▶ **WORK INSTRUCTION**
For the word "road", find each line in the entries where it occurs and copy that line.

--- DATA FOR THIS EXERCISE Enclosed Below ---

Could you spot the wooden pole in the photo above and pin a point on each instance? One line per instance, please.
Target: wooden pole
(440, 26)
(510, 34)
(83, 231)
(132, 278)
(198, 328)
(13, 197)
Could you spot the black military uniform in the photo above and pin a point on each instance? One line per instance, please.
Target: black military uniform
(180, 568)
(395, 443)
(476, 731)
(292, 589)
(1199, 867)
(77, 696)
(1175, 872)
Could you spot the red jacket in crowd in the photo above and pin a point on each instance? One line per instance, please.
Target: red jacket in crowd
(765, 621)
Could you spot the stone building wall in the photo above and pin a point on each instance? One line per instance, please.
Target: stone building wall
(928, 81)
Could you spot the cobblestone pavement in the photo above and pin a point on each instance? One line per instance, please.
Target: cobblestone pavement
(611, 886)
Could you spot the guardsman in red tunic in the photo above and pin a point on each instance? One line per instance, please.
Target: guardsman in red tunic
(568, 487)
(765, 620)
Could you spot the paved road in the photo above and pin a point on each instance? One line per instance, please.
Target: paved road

--- End of Enclosed DATA FOR THIS EXERCISE ---

▶ **RESULT OF THE TASK**
Could you spot the paved road in the photo above and pin a point on each instance? One line per instance, please.
Target: paved road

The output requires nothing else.